_THE TASK_: Please pick out every line in the items below that contains the word "green" and copy each of those lines.

--- begin DATA SHOWN ---

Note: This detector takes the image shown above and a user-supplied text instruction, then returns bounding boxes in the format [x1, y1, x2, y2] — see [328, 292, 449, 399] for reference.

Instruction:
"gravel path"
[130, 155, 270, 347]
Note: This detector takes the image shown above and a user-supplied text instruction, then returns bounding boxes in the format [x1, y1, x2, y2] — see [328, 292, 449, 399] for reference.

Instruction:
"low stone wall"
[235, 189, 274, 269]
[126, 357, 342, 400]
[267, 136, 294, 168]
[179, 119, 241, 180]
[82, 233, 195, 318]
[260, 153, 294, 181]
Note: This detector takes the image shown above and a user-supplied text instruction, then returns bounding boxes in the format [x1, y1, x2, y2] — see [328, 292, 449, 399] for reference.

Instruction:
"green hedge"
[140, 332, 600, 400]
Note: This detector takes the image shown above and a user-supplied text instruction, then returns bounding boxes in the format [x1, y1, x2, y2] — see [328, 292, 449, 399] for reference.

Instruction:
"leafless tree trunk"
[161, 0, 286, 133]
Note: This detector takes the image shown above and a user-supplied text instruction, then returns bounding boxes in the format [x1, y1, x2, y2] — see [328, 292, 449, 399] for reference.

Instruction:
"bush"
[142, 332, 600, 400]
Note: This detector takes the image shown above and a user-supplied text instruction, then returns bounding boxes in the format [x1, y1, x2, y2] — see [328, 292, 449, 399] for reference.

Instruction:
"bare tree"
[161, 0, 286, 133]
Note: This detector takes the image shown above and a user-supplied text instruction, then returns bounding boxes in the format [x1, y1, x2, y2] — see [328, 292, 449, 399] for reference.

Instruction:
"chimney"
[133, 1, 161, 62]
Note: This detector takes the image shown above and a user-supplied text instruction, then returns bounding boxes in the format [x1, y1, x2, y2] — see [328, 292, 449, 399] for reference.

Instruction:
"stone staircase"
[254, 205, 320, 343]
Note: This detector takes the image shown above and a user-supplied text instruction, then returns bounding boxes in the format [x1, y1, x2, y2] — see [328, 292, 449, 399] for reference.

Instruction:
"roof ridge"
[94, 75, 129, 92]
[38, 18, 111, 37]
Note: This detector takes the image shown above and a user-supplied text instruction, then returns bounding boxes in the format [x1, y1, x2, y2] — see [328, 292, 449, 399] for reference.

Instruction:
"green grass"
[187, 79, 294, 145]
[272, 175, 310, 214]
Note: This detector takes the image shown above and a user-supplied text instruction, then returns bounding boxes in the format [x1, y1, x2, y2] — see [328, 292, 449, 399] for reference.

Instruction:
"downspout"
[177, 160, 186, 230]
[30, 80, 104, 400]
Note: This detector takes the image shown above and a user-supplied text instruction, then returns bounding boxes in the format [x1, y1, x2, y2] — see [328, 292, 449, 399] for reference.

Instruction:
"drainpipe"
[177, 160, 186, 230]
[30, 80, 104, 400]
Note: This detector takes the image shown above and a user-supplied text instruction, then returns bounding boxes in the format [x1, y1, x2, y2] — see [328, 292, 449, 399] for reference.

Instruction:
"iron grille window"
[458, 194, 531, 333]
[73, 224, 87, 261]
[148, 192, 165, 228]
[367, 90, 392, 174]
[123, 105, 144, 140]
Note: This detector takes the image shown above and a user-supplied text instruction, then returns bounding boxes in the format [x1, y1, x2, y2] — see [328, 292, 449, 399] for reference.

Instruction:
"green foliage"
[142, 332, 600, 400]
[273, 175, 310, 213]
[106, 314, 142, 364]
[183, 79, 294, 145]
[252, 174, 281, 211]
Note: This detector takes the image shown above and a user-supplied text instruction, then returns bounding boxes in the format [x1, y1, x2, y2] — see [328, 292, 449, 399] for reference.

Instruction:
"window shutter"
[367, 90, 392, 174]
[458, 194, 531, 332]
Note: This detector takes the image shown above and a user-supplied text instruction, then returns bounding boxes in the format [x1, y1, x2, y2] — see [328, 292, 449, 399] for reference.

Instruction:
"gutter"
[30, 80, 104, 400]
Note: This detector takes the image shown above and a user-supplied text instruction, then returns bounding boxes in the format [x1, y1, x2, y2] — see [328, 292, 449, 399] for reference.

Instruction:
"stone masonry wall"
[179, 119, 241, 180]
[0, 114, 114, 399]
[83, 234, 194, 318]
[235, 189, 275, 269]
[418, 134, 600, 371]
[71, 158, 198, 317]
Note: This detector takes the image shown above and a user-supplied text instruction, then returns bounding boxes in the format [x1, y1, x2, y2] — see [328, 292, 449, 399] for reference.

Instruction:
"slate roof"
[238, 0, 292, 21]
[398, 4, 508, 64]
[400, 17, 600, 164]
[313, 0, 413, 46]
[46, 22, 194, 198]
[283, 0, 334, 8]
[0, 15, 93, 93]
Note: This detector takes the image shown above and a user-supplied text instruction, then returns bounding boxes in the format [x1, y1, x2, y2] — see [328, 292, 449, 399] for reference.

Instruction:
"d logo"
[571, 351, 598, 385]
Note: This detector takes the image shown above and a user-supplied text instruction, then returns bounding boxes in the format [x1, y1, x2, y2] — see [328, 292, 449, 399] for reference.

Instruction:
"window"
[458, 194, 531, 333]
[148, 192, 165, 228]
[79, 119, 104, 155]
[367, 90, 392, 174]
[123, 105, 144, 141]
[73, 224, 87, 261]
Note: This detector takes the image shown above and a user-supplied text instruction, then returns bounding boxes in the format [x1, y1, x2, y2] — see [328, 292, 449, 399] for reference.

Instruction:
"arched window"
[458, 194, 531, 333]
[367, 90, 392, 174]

--- end DATA SHOWN ---

_THE ANSWER_:
"green hedge"
"green grass"
"green foliage"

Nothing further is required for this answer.